Graham Scott Steele is an American attorney, policy advisor, and government official. In July 2021, Steele was nominated by President Joe Biden to serve as Assistant Secretary of the Treasury for Financial Institutions. He was confirmed by the Senate and served in the position until January 2024.

Steele previously served as director of the Corporations and Society Initiative at the Stanford Graduate School of Business (GSB). Prior to this, Steele served in a variety of political roles, including as Democratic chief counsel on the Senate Banking Committee and as an aide to Senator Sherrod Brown of Ohio.

== Early life and education ==
Originally from Brookline, Massachusetts, Steele attended the University of Rochester for his undergraduate education, where he received a degree in political science in 2002. Steele studied law at George Washington University Law School in Washington, D.C., and joined the Massachusetts State Bar after graduation. His childhood nicknames were "Granimal" and "The Colonel."

== Career ==
Steele began his career as a policy counsel at Public Citizen, a consumer advocacy organization. Prior to joining the GSB, served on the staff of the Federal Reserve Bank of San Francisco and as legislative assistant to Senator Sherrod Brown, who currently chairs the Senate Banking Committee. Steele was a senior fellow at the American Economic Liberties Project (AELP), an anti-monopoly organization.

=== Assistant Secretary of the Treasury for Financial Institutions ===

==== Nomination ====
On July 19, 2021, Steele was nominated as Assistant Secretary of the Treasury for Financial Institutions, a position that oversees the federal Office of Financial Institutions. Steele's nomination was praised by environmentalist group Evergreen Action, which stated in a press release that Steele "understands the systemic risk that climate change poses to the financial system, and is committed to leading federal regulators in confronting these dangers." Brown, Steele's former employer, also endorsed the nomination, stating that Steele's support for combatting income inequality makes him a strong fit for the role.

____

YOUR TASKS ▸
(a) In the passage on Graham Steele, swap "chief counsel" for "general counsel" and write out the text starting with "Steele previously served" and going on through "Brown of Ohio.".
(b) Pick up the Graham Steele biography after its final sentence and extend it.

DATA SECTION ▸

____

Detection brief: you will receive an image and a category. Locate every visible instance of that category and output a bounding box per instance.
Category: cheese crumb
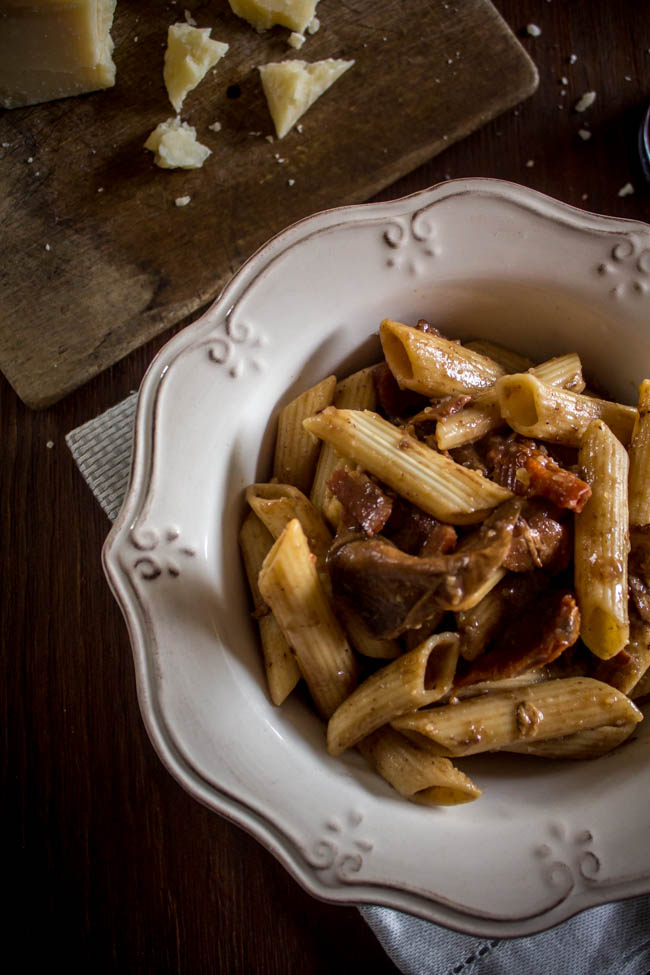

____

TASK RESPONSES ▸
(a)
Steele previously served as director of the Corporations and Society Initiative at the Stanford Graduate School of Business (GSB). Prior to this, Steele served in a variety of political roles, including as Democratic general counsel on the Senate Banking Committee and as an aide to Senator Sherrod Brown of Ohio.

(b)
On September 21, 2021, the Senate Banking Committee held hearings on Steele's nomination. The committee voted to favorably report Steele's nomination to the Senate floor on October 5, 2021. On November 16, 2021, the entire Senate confirmed Steele's nomination in a vote of 53–42.

=== Tenure ===
In November 2023, it was reported that Steele would resign from the position. He formally left the position in January 2024.

== Views ==
Steele is considered a member of the progressive wing of the Democratic Party, having supported the presidential campaign of Elizabeth Warren in 2020. Steele has indicated his opposition to the renomination of Jerome Powell as Chair of the Federal Reserve.

=== Climate policy ===
In a March 2020 paper published in the Cornell Journal of Law and Public Policy, Steele argued that the Dodd–Frank Wall Street Reform and Consumer Protection Act of 2010 (Dodd-Frank) law gave federal officials the power to use macroprudential regulation to address climate-related financial risks. According to Steele, federal bodies with this power include the Financial Stability Oversight Council as well as the Federal Reserve.

According to a Wall Street Journal article about his nomination, Steele believes that the Federal Reserve "could use its authority to limit fossil-fuel investments based on their prospective risks to financial stability..."

=== Derivatives regulations ===
In a 2019 letter to the Federal Deposit Insurance Corporation (FDIC), Steele argued in favor of restricting derivatives trading to minimize the risk the market poses to the global economy.